China’s Foreign Minister meets Taliban, offers support

The Taliban has already expressed interest in Chinese investments and in the Belt and Road Initiative (BRI).

Updated - October 26, 2021 04:58 pm IST

Published - October 26, 2021 04:36 pm IST - HONG KONG

File photo of Chinese Foreign Minister Wang Yi.

File photo of Chinese Foreign Minister Wang Yi.

China’s Foreign Minister Wang Yi has pledged support and assistance to the Taliban in a meeting in Doha.

Coming three months after Mr. Wang hosted the Taliban in Tianjin, near Beijing, in late July, the Chinese Foreign Minister met with acting Deputy Prime Minister Mullah Abdul Ghani Baradar, who assured Beijing that “a friendly policy towards China” was “a firm choice” by the Taliban.

Mr. Wang “expressed China’s willingness to continue to provide humanitarian aid to Afghanistan within its capacity and work with the international community to help Afghanistan alleviate temporary difficulties and realise economic reconstruction as well as independent development”, the Chinese Foreign Ministry said. Mr. Wang last month announced China would “urgently provide 200 million yuan ($30.96 million) worth of grains, winter supplies, vaccines, and medicines to Afghanistan” as well as 3 million vaccines.

In their second meeting, Mr. Wang repeated to the Taliban leader China’s expectations that the Taliban “will make a clean break with the East Turkestan Islamic Movement [ETIM] and other terrorist organisations and take effective measures to resolutely crack down on them.”

The ETIM, which China has blamed for several attacks in its western Xinjiang region, “not only poses a real threat to China’s national security and territorial integrity, but also jeopardises the domestic stability and long-term stability in Afghanistan,” he said.

He also called on the Taliban to “further demonstrate openness and tolerance, unite all ethnic groups and factions in Afghanistan to work together for peaceful reconstruction, and effectively protect the rights and interests of women and children.”

In a veiled dig at the U.S., which China has criticised for its “hasty” withdrawal as well as its legacy in Afghanistan, Mr. Wang said China “has never interfered in the internal affairs of Afghanistan and never sought selfish gains or a sphere of influence”. He called on the U.S. and the West to lift sanctions, and said the country faced “a historic opportunity” to “master its own destiny” and was “at a critical stage of transforming from chaos to governance”.

The Chinese Foreign Minister identified “quadruple challenges”, including “the humanitarian crisis, economic chaos, terrorist threats and governance difficulties”, and added China “always respects Afghanistan’s sovereignty, independence and territorial integrity, and supports the Afghan people to independently determine their own destiny and choose the development path”.

The Taliban leader said “pursuing a friendly policy toward China is the firm choice” and committed to attaching “great importance to China’s security concerns” and “to never allow anyone or any force to use the Afghan territory to harm China.

The Taliban has already expressed interest in Chinese investments and in the Belt and Road Initiative (BRI), including extending the China Pakistan Economic Corridor to Afghanistan.

Reports in the Chinese media have said Chinese companies are, however, still following a wait and watch approach and for the situation to stabilise before committing new investments. Many Chinese projects, including the Aynak copper mine, have remained stalled for years amid the continuing unrest.

◆ ◆ ◆ ◆ ◆

_Tasks to perform_:
A. In the article on Wang Yi's meeting with the Taliban, which Taliban official did the Chinese Foreign Minister meet in Doha?
B. Quote the article on Wang Yi's meeting with the Taliban from "Published - October" up to and including "by the Taliban.".

◆ ◆ ◆ ◆ ◆

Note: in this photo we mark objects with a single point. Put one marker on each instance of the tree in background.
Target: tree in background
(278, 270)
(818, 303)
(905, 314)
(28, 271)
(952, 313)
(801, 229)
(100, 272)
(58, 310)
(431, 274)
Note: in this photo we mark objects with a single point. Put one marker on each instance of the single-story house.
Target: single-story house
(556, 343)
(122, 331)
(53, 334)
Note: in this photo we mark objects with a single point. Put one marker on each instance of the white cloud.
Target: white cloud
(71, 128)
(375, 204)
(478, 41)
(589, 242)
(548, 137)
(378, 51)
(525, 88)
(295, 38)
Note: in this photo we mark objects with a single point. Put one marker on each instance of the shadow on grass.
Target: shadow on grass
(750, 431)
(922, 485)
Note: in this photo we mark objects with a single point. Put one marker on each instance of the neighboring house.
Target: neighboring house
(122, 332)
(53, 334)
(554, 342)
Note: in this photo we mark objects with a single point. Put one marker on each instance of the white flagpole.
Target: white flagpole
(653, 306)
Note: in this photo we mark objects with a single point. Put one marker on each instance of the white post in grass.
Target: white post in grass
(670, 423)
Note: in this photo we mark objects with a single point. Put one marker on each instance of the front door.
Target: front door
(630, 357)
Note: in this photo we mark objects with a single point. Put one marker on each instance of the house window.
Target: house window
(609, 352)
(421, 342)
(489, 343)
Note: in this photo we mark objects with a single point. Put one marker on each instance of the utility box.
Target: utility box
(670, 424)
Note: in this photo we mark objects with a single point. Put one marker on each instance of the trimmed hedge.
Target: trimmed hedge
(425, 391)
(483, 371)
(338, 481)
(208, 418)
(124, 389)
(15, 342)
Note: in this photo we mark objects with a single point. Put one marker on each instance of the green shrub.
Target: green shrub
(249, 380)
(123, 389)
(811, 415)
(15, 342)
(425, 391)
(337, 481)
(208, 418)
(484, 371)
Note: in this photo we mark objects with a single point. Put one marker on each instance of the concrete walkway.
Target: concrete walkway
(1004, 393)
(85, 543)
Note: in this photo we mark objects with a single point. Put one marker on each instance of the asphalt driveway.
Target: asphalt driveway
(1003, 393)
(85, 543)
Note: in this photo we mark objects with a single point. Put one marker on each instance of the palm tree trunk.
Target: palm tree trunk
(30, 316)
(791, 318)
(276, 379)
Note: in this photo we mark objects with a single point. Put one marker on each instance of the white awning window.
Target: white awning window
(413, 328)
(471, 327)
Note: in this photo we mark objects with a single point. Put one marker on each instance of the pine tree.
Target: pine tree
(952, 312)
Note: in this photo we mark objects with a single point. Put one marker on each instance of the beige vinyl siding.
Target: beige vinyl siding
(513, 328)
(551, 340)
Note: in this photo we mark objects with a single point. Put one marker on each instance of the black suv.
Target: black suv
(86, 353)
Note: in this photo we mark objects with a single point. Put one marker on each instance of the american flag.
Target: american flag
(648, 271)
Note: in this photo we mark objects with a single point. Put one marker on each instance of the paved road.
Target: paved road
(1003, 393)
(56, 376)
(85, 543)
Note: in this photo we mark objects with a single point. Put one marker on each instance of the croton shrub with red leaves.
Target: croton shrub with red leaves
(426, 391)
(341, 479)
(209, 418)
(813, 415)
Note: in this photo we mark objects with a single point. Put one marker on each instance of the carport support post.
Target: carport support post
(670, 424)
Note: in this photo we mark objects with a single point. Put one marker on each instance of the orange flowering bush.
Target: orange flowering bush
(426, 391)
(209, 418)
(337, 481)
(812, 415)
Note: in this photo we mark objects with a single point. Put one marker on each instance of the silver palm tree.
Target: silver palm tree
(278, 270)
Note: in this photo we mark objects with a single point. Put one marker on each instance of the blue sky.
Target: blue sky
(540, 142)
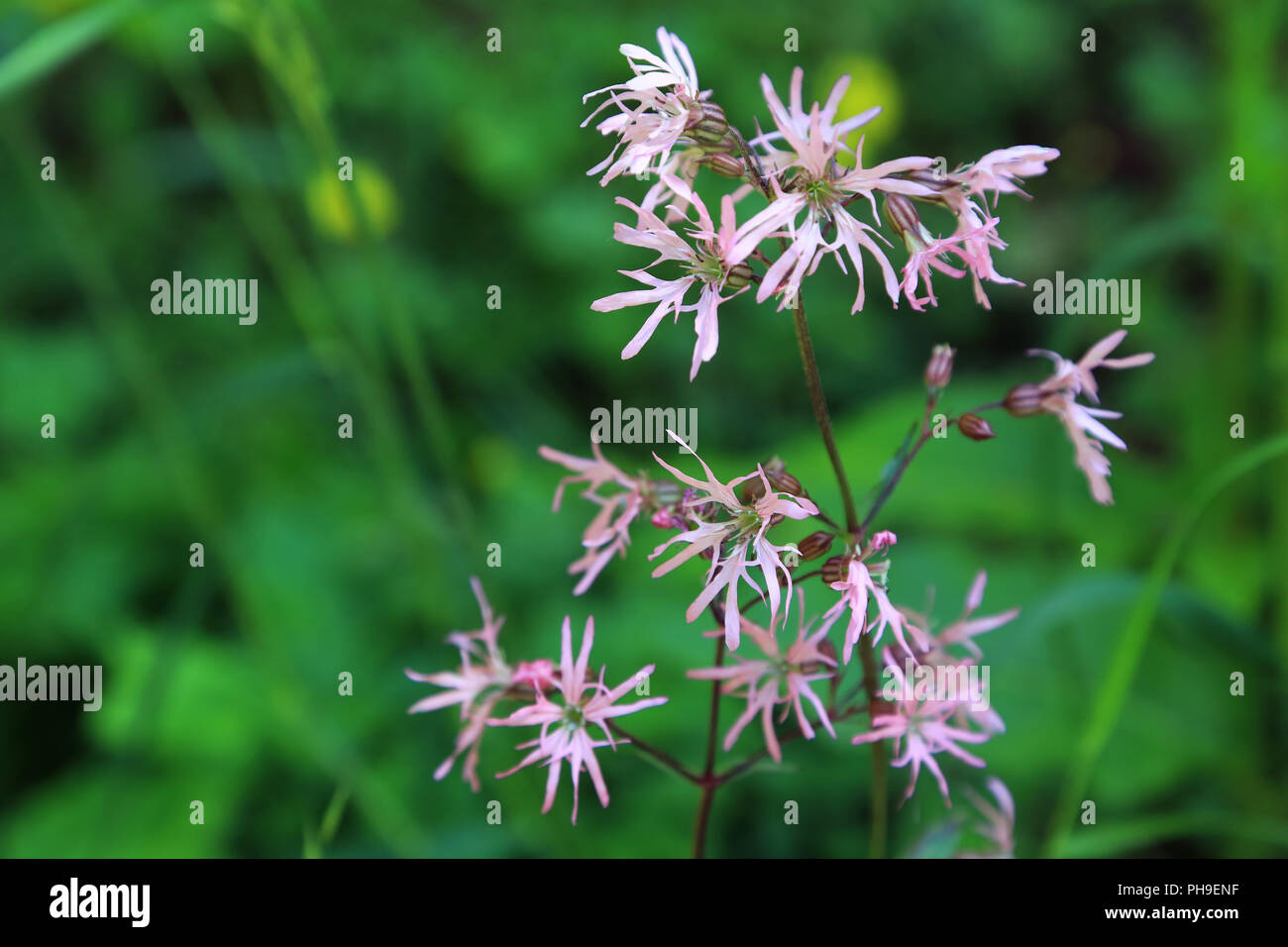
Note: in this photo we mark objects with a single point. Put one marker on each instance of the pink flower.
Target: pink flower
(966, 628)
(918, 732)
(1000, 819)
(971, 247)
(1003, 170)
(713, 264)
(1059, 397)
(655, 107)
(822, 193)
(794, 118)
(855, 589)
(608, 534)
(476, 686)
(774, 680)
(566, 732)
(737, 544)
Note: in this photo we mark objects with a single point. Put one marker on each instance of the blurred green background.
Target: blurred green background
(327, 556)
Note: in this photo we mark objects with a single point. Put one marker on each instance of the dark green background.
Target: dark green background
(327, 556)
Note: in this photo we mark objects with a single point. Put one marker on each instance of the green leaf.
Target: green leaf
(58, 43)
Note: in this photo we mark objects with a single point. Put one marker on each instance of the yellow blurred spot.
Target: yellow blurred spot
(872, 82)
(334, 204)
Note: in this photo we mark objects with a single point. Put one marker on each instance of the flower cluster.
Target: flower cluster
(811, 182)
(572, 728)
(935, 697)
(818, 200)
(1059, 395)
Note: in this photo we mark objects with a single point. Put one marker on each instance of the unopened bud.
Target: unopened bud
(725, 165)
(902, 214)
(930, 178)
(780, 480)
(1024, 401)
(939, 368)
(836, 570)
(707, 124)
(738, 275)
(815, 544)
(975, 428)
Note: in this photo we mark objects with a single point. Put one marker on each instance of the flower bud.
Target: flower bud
(902, 214)
(1024, 401)
(738, 275)
(836, 570)
(780, 480)
(939, 368)
(930, 178)
(815, 544)
(975, 428)
(707, 124)
(725, 165)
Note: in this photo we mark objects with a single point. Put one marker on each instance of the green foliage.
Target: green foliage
(329, 556)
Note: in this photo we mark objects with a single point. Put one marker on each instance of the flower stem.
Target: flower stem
(664, 758)
(820, 414)
(708, 785)
(876, 844)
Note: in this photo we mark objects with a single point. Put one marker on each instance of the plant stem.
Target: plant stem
(876, 844)
(708, 787)
(664, 758)
(820, 414)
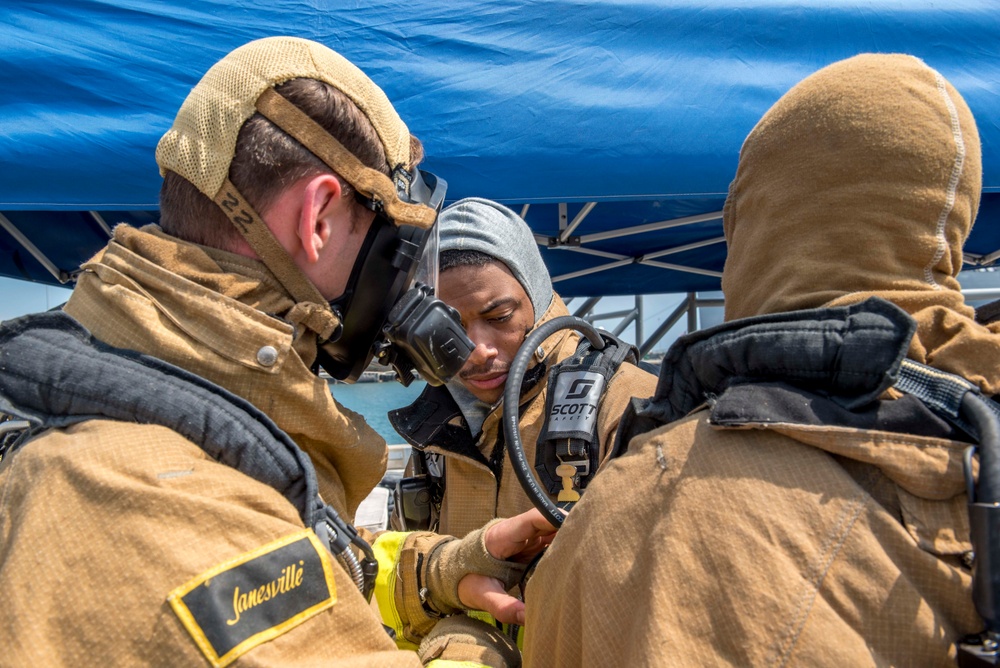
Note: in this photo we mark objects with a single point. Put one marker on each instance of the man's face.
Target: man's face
(497, 314)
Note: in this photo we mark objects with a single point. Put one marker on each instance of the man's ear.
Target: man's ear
(322, 203)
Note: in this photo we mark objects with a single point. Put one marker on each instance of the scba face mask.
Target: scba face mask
(388, 310)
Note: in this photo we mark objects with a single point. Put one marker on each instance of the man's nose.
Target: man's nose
(482, 353)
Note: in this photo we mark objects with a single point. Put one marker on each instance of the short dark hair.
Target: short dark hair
(267, 161)
(456, 257)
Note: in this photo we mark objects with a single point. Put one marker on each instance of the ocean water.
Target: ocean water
(375, 400)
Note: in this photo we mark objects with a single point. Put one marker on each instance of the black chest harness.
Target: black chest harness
(53, 374)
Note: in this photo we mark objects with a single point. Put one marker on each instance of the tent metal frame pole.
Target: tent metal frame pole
(587, 307)
(651, 227)
(692, 302)
(564, 234)
(60, 275)
(662, 330)
(638, 318)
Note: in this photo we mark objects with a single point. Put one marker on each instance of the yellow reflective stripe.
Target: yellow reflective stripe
(387, 548)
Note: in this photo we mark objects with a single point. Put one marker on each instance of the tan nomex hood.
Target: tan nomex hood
(843, 192)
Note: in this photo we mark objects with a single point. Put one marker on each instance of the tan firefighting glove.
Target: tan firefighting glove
(461, 638)
(451, 560)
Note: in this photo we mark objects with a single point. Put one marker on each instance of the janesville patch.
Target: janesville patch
(243, 602)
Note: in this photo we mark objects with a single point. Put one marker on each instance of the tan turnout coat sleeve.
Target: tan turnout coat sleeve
(760, 541)
(101, 521)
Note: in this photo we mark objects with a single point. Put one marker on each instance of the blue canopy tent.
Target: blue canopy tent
(614, 127)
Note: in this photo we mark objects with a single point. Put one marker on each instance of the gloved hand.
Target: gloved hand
(461, 638)
(451, 560)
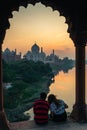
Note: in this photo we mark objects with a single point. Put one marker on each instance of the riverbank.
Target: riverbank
(33, 91)
(30, 125)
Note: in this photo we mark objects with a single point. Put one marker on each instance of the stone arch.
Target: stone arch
(77, 28)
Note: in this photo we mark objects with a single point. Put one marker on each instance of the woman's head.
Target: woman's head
(51, 98)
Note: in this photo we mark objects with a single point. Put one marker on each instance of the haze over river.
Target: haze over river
(64, 88)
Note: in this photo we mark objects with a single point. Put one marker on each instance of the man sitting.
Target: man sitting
(41, 108)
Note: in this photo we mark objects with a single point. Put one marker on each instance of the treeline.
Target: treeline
(27, 71)
(28, 79)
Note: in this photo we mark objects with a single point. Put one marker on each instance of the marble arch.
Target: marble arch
(76, 18)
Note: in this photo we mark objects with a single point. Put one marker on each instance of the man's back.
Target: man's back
(41, 108)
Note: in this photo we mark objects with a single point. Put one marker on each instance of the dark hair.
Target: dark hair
(52, 98)
(43, 95)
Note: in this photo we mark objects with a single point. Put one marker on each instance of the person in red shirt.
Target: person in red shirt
(40, 109)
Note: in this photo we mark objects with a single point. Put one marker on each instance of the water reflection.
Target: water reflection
(64, 88)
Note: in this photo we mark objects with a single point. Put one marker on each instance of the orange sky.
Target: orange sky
(41, 24)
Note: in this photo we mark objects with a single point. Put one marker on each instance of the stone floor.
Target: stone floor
(30, 125)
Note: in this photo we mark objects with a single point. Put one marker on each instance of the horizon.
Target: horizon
(43, 25)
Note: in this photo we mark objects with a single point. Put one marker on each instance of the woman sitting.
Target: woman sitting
(57, 109)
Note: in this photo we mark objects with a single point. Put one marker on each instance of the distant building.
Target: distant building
(8, 55)
(37, 54)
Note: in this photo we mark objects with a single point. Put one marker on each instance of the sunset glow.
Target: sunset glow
(41, 24)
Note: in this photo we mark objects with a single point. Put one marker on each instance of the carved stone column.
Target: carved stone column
(79, 109)
(3, 120)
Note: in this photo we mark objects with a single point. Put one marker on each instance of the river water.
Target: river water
(64, 88)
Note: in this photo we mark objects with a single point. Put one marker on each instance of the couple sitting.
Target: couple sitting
(55, 106)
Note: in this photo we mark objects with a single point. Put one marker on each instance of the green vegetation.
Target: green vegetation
(28, 79)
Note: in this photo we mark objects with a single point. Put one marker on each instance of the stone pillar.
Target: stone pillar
(3, 120)
(79, 109)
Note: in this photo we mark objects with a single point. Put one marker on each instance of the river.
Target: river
(64, 88)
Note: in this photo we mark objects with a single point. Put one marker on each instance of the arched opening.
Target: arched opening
(40, 26)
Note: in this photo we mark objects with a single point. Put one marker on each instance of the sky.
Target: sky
(42, 25)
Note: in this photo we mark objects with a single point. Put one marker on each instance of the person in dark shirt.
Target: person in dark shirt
(40, 109)
(57, 108)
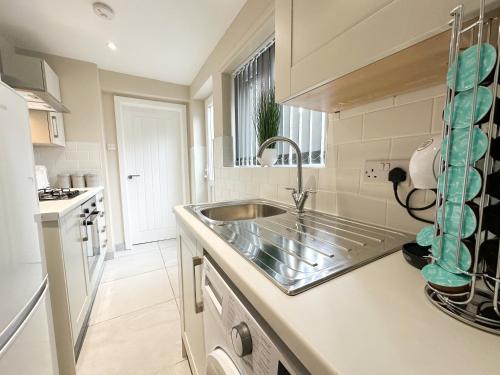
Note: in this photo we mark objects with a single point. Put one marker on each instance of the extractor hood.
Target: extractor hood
(32, 77)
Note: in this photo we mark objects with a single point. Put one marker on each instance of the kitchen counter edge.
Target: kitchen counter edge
(395, 328)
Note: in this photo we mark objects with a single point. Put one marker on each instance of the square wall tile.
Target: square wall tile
(398, 218)
(361, 208)
(409, 119)
(324, 201)
(348, 130)
(419, 95)
(347, 180)
(366, 108)
(327, 179)
(353, 155)
(403, 148)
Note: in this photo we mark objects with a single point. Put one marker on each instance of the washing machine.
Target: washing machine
(237, 340)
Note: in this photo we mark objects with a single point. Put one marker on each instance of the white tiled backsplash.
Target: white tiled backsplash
(387, 129)
(82, 157)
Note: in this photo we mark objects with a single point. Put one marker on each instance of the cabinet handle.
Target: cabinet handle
(198, 306)
(55, 130)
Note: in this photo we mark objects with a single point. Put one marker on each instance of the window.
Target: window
(306, 127)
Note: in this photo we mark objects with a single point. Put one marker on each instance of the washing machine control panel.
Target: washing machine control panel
(241, 339)
(245, 340)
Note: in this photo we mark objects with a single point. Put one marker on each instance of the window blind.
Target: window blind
(306, 127)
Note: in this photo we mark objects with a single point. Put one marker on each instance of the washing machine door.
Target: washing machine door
(219, 363)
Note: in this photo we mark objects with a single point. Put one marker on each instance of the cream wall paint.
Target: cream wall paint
(128, 85)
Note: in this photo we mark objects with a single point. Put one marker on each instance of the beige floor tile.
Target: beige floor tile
(145, 246)
(173, 276)
(132, 265)
(168, 243)
(169, 256)
(137, 249)
(181, 368)
(144, 342)
(123, 296)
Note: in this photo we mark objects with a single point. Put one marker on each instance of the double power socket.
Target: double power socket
(378, 170)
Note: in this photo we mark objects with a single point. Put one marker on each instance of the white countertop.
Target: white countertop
(373, 320)
(53, 210)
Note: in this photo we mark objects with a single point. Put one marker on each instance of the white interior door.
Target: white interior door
(152, 167)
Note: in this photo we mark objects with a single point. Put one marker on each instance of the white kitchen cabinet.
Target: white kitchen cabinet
(47, 128)
(192, 306)
(75, 266)
(320, 41)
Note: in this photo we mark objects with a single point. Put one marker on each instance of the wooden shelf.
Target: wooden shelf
(422, 65)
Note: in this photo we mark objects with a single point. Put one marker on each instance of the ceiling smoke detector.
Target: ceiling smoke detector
(103, 11)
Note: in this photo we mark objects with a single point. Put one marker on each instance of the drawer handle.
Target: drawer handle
(198, 306)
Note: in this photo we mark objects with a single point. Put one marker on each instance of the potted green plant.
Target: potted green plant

◆ ◆ ◆ ◆ ◆

_Answers for the exercise_:
A. Acting Deputy Prime Minister Mullah Abdul Ghani Baradar.

B.
Published - October 26, 2021 04:36 pm IST - HONG KONG

File photo of Chinese Foreign Minister Wang Yi.

File photo of Chinese Foreign Minister Wang Yi.

China’s Foreign Minister Wang Yi has pledged support and assistance to the Taliban in a meeting in Doha.

Coming three months after Mr. Wang hosted the Taliban in Tianjin, near Beijing, in late July, the Chinese Foreign Minister met with acting Deputy Prime Minister Mullah Abdul Ghani Baradar, who assured Beijing that “a friendly policy towards China” was “a firm choice” by the Taliban.